__ЦЕЛЬ УПРАЖНЕНИЯ__
Допишите продолжение отрывка о передовой статье Симонова в «Литературной газете», начав сразу после его последнего предложения.

__ПРЕДЛОЖЕННЫЙ ОТРЫВОК__

Однако сама огромность происшедшего не подлежала сомнению, и сила влияния личности Сталина и всего порядка вещей, связанного с этой личностью, для того круга людей, к которому я принадлежал, тоже не подлежала сомнению. И слово «потеря» уживалось со словом «печаль» без насилия авторов над собою в тех стихах, которые мы тогда написали.

(К. Симонов. Истории тяжелая вода. Стр. 485).

Точно так же, в тех же выражениях, теми же словами объясняет Симонов, ЧТО побудило его сочинить и напечатать тот злополучный абзац в появившейся 19 марта передовой статье «Литературной газеты»:

? ...Первым, главным чувством было то, что мы лишились великого человека. Только потом возникло чувство, что лучше бы лишиться его пораньше, тогда, может быть, не было бы многих страшных вещей, связанных с последними годами его жизни. Но что было, то было... Первое чувство грандиозности потери меня не покидало долго, в первые месяцы оно было особенно сильным. Очевидно, под влиянием этого чувства я вместе с еще одним литератором, любившим демонстрировать всю жизнь решимость своего характера, но в данном случае при возникновении опасности немедленно скрывшимся в кустах, сочинил передовую статью, опубликованную в «Литературной газете» девятнадцатого марта пятьдесят третьего года... Передовая называлась «Священный долг писателя», и... первое, что вменялось писателям как их священный долг, было создание в литературе образа Сталина. Никто ровным счетом не заставлял меня это писать, я мог написать все это и по-другому, но написал именно так, и пассаж этот принадлежал не чьему-либо иному, а именно моему перу. Мною же был задан и общий тон этой передовой...

На мой тогдашний взгляд, передовая была как передовая, я не ждал от нее ни добра, ни худа, в основу ее легло мое выступление на происходившем перед этим митинге писателей, смысл которого в основном совпадал со смыслом передовой. Однако реакция на эту передовую оказалась очень бурной.

__ИСХОДНЫЙ ПЕРЕЧЕНЬ__
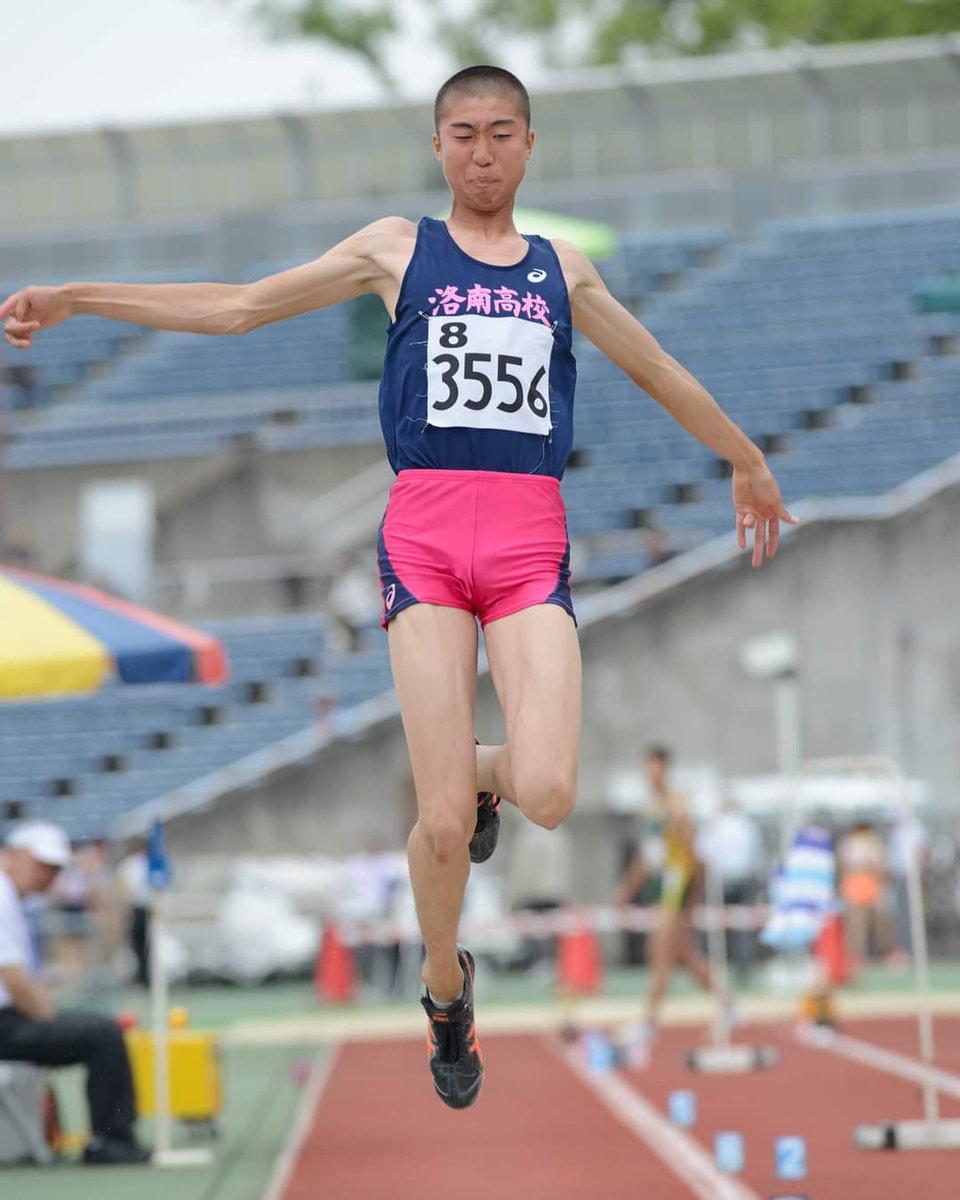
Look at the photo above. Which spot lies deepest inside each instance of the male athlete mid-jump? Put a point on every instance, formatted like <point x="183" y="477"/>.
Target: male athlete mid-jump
<point x="477" y="406"/>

__ОТВЕТ К ЗАДАНИЮ__
(Там же. Стр. 502—503).

«Очень бурной» — это слишком слабо сказано. Скандал разразился неимоверный. И слух об этом, где-то там, на самом верху разразившемся скандале (это я уже могу сказать, основываясь на собственной памяти) стал тогда одним из самых громких сигналов, возвещающих о близости грядущих перемен.

? Номер с передовой «Священный долг писателя» вышел в четверг. Четверг после его выхода я провел в редакции, готовя следующий номер, и глядя на ночь в пятницу уехал за город, на дачу, чтобы пятницу, субботу и воскресенье писать там, а утром в понедельник приехать в редакцию и с самого утра делать вторничный номер. Телефона на даче не было, и я вернулся в понедельник утром в Москву, ничего ровным счетом не ведая.

— Тут такое было, — встретил меня мой заместитель Косолапов, едва я успел взять в руки субботний номер, которого еще не читал. — А лучше вам расскажет об этом Сурков, вы ему позвоните, он просил позвонить, как только вы появитесь.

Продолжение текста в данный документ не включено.